DIRECTION 1: Print the part of the Max Ehrich article below from "Max Lewis Ehrich" to "Nickelodeon show iCarly.", copying it word for word.

SOURCE TEXT:
• • • • • • •

- Born: June 24, 1991 (age 35) Marlboro, New Jersey, U.S.
- Occupations: Actor; singer; dancer;
- Years active: 2004–present

= Max Ehrich =

American actor, singer, and dancer

Max Lewis Ehrich (born June 24, 1991) is an American actor, singer, and dancer.

==Life and career==
Ehrich was raised in Marlboro Township, New Jersey, in a Jewish family with mother Rhonda Ehrich and father Bruce Ehrich. He made his film debut starring in One Easy Job (2004), then had a supporting role as principal dancer in High School Musical 3: Senior Year. Breaking into television, Ehrich played Randy in two episodes of Ugly Betty. He then played 16-year-old jock Jesse Moretti in the 2009 Lifetime TV-movie The Pregnancy Pact, starring Thora Birch, Camryn Manheim, and Nancy Travis. He filmed two pilots for CBS in 2010, and later filmed as a guest star for the CMT sitcom Working Class, starring Melissa Peterman. He played Adam in iStart A Fan War, a TV-movie for the Nickelodeon show iCarly.

In 2012, Ehrich joined the American CBS Daytime soap opera The Young and the Restless as Fenmore Baldwin. The following year he received a Daytime Emmy Award nomination for Outstanding Younger Actor in a Drama Series for his portrayal. Ehrich chose a scene where Fenmore tells Jamie that Summer is the one cyberbullying him. From 2014 through 2015, he appeared in a recurring role throughout CBS' Under the Dome, as Hunter May. He additionally has appeared on series including Law & Order: Special Victims Unit. He had a recurring role on the Nickelodeon show 100 Things to Do Before High School, and appeared as Quinn in six episodes of Embeds. In 2019, Ehrich appeared in the Netflix film Walk. Ride. Rodeo.

==Personal life==
Ehrich and singer Demi Lovato began dating in March 2020 and became engaged that July. Two months later, the couple called off their engagement.

• • • • • • •

EXERCISE INPUT:
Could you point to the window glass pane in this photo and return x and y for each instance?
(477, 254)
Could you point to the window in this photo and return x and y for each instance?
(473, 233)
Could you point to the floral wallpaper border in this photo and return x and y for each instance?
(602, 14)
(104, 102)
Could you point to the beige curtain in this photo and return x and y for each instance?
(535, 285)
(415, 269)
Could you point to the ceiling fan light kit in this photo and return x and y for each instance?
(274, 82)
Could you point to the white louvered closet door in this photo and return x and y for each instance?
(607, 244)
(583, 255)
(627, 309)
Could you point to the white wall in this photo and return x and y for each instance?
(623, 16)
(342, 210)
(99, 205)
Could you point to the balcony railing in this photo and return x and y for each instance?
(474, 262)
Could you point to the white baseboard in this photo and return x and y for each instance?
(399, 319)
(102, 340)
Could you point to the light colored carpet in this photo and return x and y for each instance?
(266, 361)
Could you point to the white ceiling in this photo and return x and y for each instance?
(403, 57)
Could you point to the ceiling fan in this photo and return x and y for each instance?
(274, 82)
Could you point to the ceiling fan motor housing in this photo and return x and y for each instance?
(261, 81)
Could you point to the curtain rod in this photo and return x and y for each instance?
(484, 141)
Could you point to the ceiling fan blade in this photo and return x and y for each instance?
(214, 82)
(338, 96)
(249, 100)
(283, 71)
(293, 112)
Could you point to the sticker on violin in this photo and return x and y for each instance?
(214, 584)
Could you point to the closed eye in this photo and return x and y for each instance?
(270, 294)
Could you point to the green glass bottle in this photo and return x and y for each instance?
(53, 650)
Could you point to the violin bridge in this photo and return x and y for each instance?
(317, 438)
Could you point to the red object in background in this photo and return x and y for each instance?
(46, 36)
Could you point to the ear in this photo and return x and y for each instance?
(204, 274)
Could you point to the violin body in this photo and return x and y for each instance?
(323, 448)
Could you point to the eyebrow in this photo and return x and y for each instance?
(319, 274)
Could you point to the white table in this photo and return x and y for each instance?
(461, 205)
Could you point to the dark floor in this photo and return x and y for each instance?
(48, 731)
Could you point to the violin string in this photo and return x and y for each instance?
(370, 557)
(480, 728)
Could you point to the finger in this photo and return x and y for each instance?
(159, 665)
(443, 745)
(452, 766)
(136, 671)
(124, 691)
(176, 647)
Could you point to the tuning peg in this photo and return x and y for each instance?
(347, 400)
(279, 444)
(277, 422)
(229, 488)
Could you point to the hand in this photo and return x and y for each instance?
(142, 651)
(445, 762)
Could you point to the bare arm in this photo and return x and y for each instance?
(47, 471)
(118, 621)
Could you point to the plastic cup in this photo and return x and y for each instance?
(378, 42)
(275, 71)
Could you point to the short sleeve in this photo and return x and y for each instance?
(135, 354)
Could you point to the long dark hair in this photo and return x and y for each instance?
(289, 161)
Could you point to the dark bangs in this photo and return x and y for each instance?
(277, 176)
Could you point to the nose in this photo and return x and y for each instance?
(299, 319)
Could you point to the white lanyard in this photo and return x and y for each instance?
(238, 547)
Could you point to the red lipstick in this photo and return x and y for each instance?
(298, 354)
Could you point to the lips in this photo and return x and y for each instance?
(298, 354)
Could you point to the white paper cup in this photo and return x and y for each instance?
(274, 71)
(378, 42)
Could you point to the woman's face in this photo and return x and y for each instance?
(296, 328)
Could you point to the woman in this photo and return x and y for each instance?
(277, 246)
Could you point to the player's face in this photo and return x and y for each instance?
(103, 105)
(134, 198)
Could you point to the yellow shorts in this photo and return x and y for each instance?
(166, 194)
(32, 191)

• • • • • • •

DIRECTION 2: How many lines in the entries above contain the string "glass", with case counting? Reply with the number alone.

RIGHT ANSWER 1:
Max Lewis Ehrich (born June 24, 1991) is an American actor, singer, and dancer.

==Life and career==
Ehrich was raised in Marlboro Township, New Jersey, in a Jewish family with mother Rhonda Ehrich and father Bruce Ehrich. He made his film debut starring in One Easy Job (2004), then had a supporting role as principal dancer in High School Musical 3: Senior Year. Breaking into television, Ehrich played Randy in two episodes of Ugly Betty. He then played 16-year-old jock Jesse Moretti in the 2009 Lifetime TV-movie The Pregnancy Pact, starring Thora Birch, Camryn Manheim, and Nancy Travis. He filmed two pilots for CBS in 2010, and later filmed as a guest star for the CMT sitcom Working Class, starring Melissa Peterman. He played Adam in iStart A Fan War, a TV-movie for the Nickelodeon show iCarly.

RIGHT ANSWER 2: 2